*** Opening of EXERCISE DATA ***

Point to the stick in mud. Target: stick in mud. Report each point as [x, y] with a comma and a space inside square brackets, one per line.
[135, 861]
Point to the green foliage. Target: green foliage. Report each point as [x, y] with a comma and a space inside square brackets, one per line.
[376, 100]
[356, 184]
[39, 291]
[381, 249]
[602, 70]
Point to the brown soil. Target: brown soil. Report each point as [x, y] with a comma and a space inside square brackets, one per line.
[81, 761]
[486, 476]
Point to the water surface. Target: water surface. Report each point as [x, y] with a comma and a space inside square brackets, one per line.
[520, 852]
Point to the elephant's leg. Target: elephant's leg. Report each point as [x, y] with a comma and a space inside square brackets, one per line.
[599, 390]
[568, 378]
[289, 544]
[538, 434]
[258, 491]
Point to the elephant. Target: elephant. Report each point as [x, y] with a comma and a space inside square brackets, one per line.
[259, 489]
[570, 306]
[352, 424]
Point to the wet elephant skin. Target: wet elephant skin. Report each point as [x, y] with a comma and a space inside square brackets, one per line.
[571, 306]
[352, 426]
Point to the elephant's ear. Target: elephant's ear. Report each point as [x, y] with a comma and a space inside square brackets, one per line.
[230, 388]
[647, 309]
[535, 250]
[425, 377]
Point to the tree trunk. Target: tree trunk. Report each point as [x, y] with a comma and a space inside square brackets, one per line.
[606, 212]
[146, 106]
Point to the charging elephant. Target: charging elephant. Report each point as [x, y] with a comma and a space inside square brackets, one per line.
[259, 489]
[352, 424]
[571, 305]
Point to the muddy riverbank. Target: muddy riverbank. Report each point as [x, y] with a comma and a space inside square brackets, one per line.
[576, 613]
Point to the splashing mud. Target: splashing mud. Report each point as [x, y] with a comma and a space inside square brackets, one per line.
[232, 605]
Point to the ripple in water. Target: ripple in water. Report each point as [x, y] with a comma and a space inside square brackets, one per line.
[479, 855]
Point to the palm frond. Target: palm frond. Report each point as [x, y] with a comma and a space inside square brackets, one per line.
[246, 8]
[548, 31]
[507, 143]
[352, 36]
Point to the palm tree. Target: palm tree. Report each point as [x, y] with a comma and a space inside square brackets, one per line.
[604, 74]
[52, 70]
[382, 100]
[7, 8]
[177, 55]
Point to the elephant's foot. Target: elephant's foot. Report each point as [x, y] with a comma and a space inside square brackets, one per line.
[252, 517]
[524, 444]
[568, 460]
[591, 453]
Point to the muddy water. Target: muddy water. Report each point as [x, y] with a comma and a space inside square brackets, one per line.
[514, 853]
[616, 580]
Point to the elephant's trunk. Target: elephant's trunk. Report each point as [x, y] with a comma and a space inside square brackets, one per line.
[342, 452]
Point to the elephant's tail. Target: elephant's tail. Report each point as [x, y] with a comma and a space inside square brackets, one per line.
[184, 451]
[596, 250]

*** Close of EXERCISE DATA ***
*** Opening of EXERCISE DATA ***

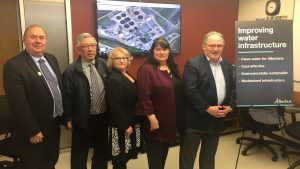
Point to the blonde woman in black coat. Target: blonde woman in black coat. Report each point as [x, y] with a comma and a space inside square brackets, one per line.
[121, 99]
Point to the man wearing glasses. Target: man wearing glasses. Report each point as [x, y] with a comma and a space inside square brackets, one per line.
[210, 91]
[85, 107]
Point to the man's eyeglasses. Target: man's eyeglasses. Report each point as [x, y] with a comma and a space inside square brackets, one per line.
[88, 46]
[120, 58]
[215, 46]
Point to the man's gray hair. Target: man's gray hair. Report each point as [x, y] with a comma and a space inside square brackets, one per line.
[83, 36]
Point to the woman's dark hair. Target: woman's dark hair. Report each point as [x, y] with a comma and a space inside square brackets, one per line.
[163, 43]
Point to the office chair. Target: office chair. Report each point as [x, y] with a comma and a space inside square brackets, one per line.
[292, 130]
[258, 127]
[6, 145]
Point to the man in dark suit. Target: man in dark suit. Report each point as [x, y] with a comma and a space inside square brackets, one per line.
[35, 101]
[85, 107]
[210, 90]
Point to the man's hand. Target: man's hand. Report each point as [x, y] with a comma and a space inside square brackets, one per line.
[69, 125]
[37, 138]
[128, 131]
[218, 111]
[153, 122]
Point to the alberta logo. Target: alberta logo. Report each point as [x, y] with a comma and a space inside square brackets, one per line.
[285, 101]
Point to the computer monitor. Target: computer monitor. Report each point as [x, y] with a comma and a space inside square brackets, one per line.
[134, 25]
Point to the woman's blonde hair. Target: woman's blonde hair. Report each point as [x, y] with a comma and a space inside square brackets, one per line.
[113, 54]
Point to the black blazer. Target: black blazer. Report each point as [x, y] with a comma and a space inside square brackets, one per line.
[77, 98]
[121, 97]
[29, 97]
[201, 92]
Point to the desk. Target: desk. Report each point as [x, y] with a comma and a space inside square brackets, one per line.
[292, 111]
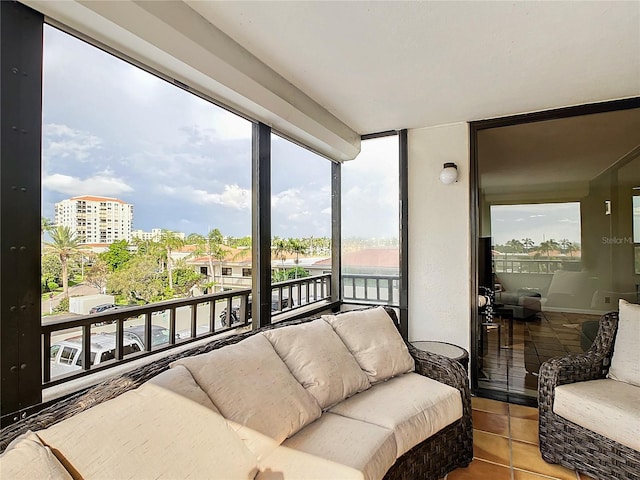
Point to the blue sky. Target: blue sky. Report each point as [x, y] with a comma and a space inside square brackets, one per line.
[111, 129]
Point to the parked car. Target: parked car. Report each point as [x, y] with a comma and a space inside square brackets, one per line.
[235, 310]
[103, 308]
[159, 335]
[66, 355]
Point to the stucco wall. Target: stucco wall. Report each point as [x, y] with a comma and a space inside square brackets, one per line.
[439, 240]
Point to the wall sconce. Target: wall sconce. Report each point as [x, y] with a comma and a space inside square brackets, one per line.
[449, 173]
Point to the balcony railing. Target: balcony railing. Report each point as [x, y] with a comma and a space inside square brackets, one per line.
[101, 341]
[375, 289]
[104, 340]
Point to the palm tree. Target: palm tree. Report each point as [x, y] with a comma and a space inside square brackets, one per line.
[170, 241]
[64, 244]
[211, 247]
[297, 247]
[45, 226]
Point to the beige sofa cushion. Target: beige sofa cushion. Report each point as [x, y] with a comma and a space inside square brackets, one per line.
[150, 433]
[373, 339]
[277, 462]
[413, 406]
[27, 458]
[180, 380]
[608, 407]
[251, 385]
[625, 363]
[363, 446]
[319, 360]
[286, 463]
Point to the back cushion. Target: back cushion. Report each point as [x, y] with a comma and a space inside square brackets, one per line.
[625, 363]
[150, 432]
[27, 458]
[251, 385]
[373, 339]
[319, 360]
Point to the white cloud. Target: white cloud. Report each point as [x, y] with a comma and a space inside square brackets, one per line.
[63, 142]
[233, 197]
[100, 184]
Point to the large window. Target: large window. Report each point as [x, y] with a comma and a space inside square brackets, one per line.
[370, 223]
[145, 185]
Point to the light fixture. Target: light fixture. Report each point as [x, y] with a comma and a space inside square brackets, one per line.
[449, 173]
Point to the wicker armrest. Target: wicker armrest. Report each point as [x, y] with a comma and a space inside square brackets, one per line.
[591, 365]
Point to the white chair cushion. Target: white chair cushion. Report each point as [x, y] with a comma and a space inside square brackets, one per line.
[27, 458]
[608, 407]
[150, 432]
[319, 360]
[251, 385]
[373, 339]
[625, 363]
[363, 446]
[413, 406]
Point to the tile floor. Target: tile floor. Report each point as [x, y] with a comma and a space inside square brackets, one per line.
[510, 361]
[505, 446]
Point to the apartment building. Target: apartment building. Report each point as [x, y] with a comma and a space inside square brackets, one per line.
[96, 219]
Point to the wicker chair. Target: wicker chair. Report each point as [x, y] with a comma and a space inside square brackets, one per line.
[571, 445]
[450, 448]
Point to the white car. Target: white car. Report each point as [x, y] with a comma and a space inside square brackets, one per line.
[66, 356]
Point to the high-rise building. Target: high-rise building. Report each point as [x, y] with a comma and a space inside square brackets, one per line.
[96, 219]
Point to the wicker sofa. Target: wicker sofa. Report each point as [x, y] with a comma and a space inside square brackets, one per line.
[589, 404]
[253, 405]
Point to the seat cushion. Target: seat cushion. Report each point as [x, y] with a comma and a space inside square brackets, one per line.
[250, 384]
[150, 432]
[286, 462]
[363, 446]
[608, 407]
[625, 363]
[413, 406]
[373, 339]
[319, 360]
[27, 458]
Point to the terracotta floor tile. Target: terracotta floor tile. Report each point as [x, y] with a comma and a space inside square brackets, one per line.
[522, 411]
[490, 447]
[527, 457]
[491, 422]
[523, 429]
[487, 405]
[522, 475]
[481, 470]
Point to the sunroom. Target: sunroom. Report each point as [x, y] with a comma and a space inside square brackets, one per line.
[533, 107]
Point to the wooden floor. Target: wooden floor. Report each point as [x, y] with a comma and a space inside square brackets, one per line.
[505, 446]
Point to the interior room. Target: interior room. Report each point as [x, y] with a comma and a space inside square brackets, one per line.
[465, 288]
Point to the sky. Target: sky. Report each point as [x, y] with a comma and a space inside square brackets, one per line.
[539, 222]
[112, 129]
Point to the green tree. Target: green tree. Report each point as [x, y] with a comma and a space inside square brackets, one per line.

*** Close of EXERCISE DATA ***

● ACTIVITY
Please copy the lines above from the line with "Point to the wicker sofa." up to and including the line with "Point to the green tree.", exactly as written and with nothing else.

● WRITTEN RESPONSE
Point to the wicker sofa. Target: wicker sofa. Report each point as [x, y] with a comma and a space inside square brackets, one per line.
[589, 404]
[253, 405]
Point to the seat cushion. Target: seat cushion. Report each point as [x, y] with a comma and a space inside square brackets, one per line.
[250, 384]
[150, 432]
[286, 462]
[363, 446]
[608, 407]
[625, 363]
[413, 406]
[373, 339]
[319, 360]
[27, 458]
Point to the terracotta floor tile. Target: terracotta floor tile. Report each point as [x, y] with a comma and a space inside square brackets, one per line.
[522, 411]
[490, 447]
[527, 457]
[491, 422]
[523, 429]
[487, 405]
[522, 475]
[481, 470]
Point to the sunroom. Target: sunroom. Report each point as [x, y] with a comma and a space inside square brackets, one per line.
[533, 107]
Point to the wooden floor. Target: wooden floor. Report each point as [x, y] with a comma and a space inside square brackets, one per line.
[505, 446]
Point to the interior room. Target: interior room. Report each point as [x, y] with a comma and a space inside square brackets, one per line.
[465, 288]
Point to the sky. Target: sky. Report each point as [x, y] with a comma and a space inside square brackets, one per line.
[539, 222]
[112, 129]
Point to the green tree. Target: green tree. Report each point as [x, y] with a comma and a space inside square brackets, one per line.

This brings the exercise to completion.